(Excerpts of pointing data)

● ● ● ● ●

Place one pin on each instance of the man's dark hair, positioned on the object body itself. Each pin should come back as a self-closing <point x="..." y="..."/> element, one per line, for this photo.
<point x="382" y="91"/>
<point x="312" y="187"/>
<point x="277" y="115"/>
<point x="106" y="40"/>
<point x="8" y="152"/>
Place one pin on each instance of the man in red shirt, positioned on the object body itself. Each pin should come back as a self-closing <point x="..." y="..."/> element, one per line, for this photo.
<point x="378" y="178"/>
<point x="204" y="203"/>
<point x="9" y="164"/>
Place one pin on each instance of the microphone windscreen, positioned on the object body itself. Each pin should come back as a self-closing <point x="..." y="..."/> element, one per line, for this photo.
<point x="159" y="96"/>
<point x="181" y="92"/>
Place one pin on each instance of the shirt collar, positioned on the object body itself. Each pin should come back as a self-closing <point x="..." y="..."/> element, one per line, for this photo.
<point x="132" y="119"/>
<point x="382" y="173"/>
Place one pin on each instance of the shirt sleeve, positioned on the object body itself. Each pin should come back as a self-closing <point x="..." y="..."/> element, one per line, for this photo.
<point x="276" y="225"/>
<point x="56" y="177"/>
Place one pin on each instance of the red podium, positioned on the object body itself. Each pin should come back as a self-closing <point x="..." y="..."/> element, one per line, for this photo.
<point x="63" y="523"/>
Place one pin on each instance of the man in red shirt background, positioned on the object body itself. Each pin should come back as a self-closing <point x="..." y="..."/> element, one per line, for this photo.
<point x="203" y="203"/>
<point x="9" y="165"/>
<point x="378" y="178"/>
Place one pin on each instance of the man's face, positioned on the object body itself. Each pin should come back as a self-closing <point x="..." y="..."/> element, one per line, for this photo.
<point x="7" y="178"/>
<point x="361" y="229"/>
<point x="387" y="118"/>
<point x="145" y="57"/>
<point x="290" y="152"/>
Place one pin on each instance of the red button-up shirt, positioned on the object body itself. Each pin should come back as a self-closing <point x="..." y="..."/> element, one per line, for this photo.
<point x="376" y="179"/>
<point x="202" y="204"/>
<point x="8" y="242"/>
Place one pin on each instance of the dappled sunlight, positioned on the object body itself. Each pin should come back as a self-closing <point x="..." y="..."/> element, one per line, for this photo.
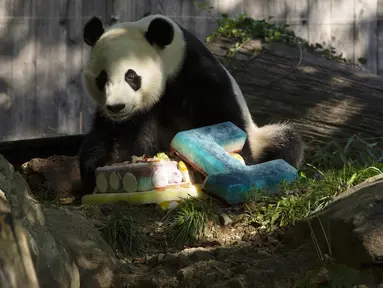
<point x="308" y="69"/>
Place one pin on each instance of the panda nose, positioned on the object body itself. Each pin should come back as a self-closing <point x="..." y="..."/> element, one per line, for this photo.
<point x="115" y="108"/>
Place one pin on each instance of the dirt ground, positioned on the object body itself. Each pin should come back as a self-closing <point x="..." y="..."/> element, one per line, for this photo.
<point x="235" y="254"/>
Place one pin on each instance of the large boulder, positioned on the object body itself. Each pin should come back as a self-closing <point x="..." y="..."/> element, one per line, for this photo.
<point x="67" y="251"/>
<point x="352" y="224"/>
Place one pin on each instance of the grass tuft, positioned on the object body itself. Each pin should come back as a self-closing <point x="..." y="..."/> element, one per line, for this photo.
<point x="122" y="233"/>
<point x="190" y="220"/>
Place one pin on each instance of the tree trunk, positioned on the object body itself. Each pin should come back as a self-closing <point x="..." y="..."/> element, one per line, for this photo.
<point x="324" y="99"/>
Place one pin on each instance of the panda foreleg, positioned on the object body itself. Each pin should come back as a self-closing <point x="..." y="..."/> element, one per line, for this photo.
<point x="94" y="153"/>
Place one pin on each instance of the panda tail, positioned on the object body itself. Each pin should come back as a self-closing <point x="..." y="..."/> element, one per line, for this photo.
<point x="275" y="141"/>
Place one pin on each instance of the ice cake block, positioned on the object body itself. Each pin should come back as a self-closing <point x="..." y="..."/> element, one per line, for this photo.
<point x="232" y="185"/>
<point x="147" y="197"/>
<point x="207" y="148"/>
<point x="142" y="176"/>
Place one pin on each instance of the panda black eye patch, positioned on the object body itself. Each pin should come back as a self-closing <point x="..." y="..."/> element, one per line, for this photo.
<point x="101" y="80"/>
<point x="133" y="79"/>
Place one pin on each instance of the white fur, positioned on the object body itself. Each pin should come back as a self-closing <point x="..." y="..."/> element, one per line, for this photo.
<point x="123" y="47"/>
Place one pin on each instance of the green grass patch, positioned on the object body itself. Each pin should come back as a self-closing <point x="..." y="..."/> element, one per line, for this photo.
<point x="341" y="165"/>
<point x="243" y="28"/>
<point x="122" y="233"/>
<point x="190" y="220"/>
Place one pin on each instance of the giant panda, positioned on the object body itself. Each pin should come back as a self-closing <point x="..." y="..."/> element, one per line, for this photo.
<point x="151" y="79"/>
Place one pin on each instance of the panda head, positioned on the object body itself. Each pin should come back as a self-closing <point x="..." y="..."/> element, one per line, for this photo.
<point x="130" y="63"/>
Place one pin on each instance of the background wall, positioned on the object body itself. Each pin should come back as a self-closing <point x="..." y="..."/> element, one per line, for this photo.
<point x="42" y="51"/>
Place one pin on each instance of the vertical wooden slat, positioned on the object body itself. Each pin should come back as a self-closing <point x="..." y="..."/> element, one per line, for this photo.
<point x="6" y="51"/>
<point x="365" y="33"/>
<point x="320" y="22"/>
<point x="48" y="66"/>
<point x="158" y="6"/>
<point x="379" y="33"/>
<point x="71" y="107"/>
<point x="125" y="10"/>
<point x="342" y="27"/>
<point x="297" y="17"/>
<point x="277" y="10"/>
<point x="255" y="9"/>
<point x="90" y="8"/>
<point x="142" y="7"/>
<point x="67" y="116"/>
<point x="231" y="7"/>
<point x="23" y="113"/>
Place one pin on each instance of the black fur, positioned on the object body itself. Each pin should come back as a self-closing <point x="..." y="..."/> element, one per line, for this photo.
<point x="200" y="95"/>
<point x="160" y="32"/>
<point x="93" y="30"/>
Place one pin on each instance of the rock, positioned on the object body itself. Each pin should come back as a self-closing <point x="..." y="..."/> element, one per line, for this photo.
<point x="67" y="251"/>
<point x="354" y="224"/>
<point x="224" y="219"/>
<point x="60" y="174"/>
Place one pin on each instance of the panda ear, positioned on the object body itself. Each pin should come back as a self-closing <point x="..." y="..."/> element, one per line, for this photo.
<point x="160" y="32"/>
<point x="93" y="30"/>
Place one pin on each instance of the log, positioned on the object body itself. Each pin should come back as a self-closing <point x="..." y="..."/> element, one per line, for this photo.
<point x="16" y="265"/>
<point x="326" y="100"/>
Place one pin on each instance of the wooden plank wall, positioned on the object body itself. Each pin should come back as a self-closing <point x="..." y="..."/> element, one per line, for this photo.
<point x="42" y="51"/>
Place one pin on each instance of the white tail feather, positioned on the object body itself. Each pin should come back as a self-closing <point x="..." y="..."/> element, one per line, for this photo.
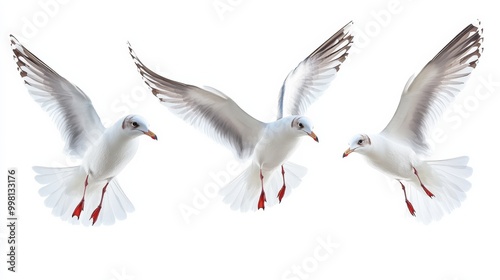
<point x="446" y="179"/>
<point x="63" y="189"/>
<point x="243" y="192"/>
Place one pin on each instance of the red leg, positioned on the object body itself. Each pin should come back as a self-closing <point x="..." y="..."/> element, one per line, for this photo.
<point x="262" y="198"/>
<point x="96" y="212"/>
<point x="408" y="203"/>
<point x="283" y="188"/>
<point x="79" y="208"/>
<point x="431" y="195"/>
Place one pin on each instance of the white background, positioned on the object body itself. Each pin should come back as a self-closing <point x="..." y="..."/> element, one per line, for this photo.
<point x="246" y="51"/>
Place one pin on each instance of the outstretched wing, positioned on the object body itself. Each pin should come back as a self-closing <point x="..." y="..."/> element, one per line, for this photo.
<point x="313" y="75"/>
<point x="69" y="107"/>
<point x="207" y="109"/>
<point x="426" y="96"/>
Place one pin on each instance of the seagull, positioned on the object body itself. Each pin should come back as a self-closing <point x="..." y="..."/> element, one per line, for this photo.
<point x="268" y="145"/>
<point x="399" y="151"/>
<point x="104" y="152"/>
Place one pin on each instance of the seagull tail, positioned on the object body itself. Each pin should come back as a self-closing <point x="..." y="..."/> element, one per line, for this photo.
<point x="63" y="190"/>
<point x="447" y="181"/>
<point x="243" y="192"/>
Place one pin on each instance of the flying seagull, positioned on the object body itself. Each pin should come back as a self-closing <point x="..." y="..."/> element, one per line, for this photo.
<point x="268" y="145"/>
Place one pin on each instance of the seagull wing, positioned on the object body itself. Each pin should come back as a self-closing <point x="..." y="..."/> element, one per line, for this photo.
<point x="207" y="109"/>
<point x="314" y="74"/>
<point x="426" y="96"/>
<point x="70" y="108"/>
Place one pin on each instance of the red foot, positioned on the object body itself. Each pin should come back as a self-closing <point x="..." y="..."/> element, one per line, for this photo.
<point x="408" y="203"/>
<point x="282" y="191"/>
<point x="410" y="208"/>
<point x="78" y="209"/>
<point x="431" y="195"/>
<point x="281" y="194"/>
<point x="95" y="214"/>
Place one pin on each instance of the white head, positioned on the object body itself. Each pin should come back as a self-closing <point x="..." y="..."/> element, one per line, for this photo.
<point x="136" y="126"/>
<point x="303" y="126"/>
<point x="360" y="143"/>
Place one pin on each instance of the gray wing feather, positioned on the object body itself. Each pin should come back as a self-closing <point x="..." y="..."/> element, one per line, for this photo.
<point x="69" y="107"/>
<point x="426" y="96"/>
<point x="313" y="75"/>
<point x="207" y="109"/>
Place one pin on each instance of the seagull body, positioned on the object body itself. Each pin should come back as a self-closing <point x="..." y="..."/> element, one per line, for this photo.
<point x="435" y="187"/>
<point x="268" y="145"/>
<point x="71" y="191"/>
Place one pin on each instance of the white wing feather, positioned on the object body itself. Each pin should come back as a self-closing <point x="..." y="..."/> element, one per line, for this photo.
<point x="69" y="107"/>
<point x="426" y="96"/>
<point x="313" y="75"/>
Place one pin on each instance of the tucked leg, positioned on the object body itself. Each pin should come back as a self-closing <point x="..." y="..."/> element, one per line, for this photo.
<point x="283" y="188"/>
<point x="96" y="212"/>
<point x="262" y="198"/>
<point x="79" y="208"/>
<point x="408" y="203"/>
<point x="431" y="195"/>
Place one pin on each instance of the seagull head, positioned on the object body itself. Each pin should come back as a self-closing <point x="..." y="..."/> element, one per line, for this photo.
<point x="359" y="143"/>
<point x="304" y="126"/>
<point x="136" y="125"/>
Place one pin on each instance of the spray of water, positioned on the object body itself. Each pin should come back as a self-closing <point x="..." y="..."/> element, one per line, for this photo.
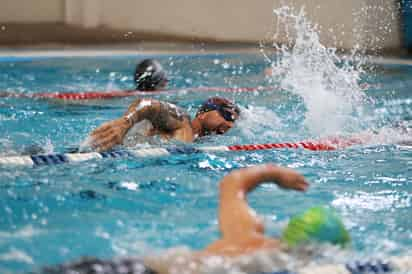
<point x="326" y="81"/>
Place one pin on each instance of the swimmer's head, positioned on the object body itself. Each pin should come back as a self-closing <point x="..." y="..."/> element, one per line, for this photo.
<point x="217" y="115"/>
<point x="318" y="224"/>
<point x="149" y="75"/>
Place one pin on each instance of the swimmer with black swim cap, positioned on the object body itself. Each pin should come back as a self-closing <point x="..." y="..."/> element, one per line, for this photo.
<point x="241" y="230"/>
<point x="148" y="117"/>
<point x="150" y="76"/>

● ● ● ● ●

# YOUR OBJECTIVE:
Exactly repeat every line from the line that includes "Place one pin on each instance of the tucked" to the end of the listing, and nothing else, leaving pictures out.

# EXERCISE ANSWER:
Place one pin on each instance of the tucked leg, positioned on the object body itself. Each pin should come back as a self-closing <point x="..." y="..."/> element, one per line, for this photo.
<point x="283" y="188"/>
<point x="96" y="212"/>
<point x="262" y="198"/>
<point x="79" y="208"/>
<point x="408" y="203"/>
<point x="431" y="195"/>
Place one pin on each instance of the seagull head, positioned on the object body itself. Each pin should come back as a self-closing <point x="..." y="..."/> element, one per line, for this photo.
<point x="359" y="143"/>
<point x="304" y="126"/>
<point x="136" y="125"/>
Place one pin on each instance of the spray of water, positioned on the object body itself. Each pin should come back as a self-closing <point x="..." y="..."/> element, one per line, for this photo.
<point x="326" y="81"/>
Place one pin on each instance of the swimmer's head, positioned on the object body itself. Each pin should come back as a self-closing <point x="..." y="..."/> element, one per line, for this photo.
<point x="217" y="115"/>
<point x="318" y="224"/>
<point x="149" y="75"/>
Place one pin on each instance of the swimmer with black swim cap, positioned on the object body itself. Each pin should come back as a self-closing <point x="..." y="..."/> element, one per line, for this photo.
<point x="241" y="230"/>
<point x="148" y="117"/>
<point x="150" y="76"/>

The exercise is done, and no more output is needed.